>> BEGIN Provided passage

Monday, January 31, 2011

What do you want to be when you grow up?

I've been seriously considering teaching.  Or quitting my job, finding a nice part-time position, and writing my novel.  One of the two.  Both would require mountains of work, but different types of work.  The second would require a lot more self-discipline.  The first would require a lot more money.

It has been a difficult time for me.  Never before have I not had a reason to get out of bed in the morning.  Life has been such a challenge for me when I have work to dread rather than look forward to.  I used to enjoy working, and while the commute was inconvenient, I would drive it because work was worth it.  Now, the commute is unbearable because I have no personal motivation to get to work on time.

My dad once told me that there are times in your life where you have to work places you don't like just because you need the money.  I guess I've never been in financial want before, so I don't know what that feels like.  But still, I think that might be more of a male mentality.  I feel like girls most often get to have a job they want more so than boys because boys have the pressure of bringing home the bacon.  Girls work almost for recreation and personal fulfillment.  So, its hard to consider the financial aspect of working.

As long as I can remember, I've wanted to be a writer.  It was the only serious occupation I ever "declared" when asked the age-old question, "What do you want to be when you grow up?"  Figure skater, artist, teacher...those I never seriously considered.  They were just dreams.  But when I was eight and told people I wanted to become a writer, I meant it.  It wasn't something I dreamed of doing; it was something I planned on doing.  I don't know how I knew at such a young age, and I know it has been a blessing to have a consistent self-chosen direction in my life.  What I didn't realize was how complicated this dream would be.

>> END Provided passage

> **The request**
Repeat the part of the post about career plans word for word, starting with "Monday, January 31, 2011" and going on through "work on time.".

>> BEGIN Provided material

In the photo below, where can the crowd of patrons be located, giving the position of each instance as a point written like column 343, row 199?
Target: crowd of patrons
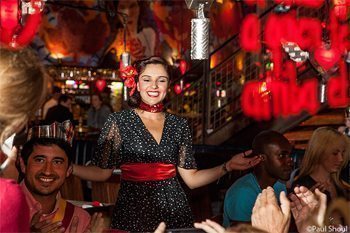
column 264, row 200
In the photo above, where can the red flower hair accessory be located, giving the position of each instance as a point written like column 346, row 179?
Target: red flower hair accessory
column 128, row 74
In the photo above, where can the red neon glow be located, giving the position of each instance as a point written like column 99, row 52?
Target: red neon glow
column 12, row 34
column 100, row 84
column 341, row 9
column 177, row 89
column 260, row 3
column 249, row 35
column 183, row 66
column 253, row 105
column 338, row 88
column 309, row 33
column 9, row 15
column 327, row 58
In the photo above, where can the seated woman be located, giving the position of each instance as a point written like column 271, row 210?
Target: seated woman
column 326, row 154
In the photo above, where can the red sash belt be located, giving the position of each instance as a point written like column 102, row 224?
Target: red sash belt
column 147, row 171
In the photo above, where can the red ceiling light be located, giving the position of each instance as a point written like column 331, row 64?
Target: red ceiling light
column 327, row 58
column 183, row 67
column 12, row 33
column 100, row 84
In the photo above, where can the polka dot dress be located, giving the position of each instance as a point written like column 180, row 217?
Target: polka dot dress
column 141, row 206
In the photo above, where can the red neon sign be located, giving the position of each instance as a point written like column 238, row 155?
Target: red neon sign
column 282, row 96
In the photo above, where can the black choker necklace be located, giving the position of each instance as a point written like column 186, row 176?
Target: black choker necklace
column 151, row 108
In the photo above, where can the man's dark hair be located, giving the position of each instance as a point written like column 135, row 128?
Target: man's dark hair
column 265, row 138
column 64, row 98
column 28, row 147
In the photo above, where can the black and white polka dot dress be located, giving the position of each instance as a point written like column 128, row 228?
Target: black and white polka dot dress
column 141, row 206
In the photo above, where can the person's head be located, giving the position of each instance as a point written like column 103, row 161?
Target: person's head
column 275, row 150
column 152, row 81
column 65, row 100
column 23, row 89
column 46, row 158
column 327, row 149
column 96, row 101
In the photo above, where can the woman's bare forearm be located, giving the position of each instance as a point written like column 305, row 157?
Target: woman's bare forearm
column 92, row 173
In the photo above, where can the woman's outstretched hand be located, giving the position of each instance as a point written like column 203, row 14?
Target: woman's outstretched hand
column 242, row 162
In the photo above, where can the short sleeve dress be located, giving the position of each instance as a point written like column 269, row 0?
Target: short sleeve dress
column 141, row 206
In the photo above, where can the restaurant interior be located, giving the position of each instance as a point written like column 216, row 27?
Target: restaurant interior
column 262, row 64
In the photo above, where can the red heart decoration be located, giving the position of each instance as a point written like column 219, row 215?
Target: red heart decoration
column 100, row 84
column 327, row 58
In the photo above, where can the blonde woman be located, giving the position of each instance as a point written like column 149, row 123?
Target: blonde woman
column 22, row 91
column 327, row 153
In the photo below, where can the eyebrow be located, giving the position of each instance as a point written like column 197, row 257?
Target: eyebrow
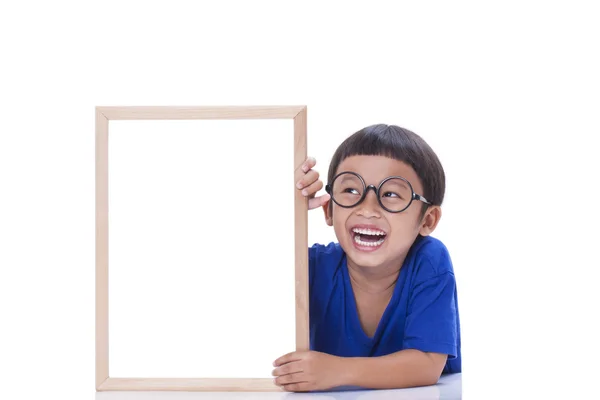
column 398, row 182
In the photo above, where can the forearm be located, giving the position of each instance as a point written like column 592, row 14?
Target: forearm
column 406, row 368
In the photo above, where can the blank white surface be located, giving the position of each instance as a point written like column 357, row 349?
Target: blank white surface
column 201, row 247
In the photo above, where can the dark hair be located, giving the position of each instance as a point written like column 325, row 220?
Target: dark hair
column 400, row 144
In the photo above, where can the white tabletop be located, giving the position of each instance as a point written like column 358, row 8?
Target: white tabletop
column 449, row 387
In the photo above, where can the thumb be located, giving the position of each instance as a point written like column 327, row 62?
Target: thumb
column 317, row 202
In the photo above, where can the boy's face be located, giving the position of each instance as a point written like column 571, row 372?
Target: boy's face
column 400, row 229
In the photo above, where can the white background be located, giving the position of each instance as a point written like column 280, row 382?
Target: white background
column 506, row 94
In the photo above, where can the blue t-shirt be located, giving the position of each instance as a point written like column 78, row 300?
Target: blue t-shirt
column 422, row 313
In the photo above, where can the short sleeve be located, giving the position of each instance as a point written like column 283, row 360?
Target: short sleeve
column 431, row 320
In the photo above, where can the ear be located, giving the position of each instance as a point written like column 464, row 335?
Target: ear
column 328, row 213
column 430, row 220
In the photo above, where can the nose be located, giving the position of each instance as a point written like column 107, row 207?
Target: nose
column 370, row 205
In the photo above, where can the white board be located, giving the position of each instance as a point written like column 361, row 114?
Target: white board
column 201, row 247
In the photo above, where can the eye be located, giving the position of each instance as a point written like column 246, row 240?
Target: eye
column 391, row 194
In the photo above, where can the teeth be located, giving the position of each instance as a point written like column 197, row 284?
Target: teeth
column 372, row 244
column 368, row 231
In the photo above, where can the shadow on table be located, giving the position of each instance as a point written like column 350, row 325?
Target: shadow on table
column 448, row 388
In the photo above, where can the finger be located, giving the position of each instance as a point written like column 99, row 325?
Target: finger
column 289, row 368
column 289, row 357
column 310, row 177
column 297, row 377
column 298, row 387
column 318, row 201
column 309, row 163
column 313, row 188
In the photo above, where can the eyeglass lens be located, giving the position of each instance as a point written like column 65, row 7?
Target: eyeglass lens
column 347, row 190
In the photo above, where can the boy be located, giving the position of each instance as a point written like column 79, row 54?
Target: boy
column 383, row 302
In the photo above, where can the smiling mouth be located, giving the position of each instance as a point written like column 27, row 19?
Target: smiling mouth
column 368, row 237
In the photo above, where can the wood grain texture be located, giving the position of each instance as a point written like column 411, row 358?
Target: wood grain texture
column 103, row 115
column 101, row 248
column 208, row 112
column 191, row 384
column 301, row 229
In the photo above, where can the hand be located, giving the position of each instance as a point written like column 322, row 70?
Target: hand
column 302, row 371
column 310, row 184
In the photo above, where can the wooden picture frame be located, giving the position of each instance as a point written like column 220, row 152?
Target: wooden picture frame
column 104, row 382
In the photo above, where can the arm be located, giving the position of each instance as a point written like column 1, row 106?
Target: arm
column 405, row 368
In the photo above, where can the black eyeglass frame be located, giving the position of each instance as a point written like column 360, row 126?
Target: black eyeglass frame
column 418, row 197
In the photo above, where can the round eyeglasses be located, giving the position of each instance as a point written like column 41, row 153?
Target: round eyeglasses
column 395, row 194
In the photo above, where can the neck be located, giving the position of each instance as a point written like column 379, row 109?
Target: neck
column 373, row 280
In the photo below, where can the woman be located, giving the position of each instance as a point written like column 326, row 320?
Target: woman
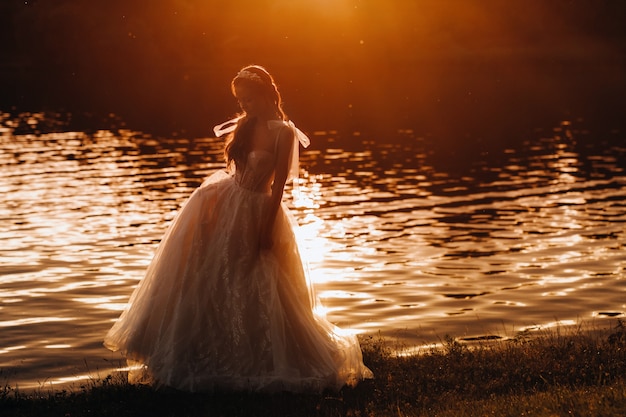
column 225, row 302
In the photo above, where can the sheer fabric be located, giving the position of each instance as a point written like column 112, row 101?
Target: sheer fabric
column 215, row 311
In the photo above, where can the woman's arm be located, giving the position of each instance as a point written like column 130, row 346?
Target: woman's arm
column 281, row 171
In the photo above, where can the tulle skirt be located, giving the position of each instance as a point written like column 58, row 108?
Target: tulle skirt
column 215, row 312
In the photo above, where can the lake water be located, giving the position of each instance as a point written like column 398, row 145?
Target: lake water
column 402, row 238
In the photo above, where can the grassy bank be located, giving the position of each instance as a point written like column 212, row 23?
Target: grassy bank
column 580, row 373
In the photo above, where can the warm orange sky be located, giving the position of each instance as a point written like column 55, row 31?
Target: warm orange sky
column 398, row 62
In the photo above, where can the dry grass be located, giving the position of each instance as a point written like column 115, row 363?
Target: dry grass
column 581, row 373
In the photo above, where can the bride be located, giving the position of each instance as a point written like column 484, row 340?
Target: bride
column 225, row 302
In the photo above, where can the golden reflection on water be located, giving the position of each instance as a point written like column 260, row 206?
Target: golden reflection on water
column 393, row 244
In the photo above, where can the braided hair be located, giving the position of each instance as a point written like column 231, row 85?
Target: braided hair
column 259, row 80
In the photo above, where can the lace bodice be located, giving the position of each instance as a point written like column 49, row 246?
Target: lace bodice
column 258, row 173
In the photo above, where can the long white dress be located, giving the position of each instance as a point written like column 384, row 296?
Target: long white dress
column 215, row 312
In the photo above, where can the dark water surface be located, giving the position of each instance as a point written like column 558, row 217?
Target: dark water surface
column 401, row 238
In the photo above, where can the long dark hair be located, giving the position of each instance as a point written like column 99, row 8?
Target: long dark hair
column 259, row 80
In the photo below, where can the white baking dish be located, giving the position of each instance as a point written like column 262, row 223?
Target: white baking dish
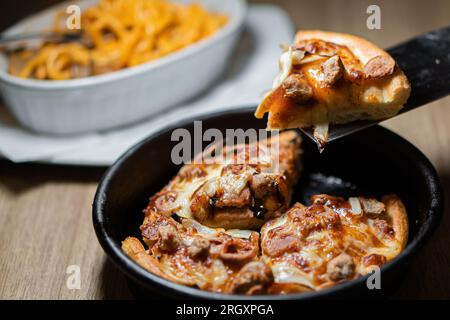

>> END Provided material

> **Task result**
Monday, January 31, 2011

What do you want to be when you grow up?

I've been seriously considering teaching.  Or quitting my job, finding a nice part-time position, and writing my novel.  One of the two.  Both would require mountains of work, but different types of work.  The second would require a lot more self-discipline.  The first would require a lot more money.

It has been a difficult time for me.  Never before have I not had a reason to get out of bed in the morning.  Life has been such a challenge for me when I have work to dread rather than look forward to.  I used to enjoy working, and while the commute was inconvenient, I would drive it because work was worth it.  Now, the commute is unbearable because I have no personal motivation to get to work on time.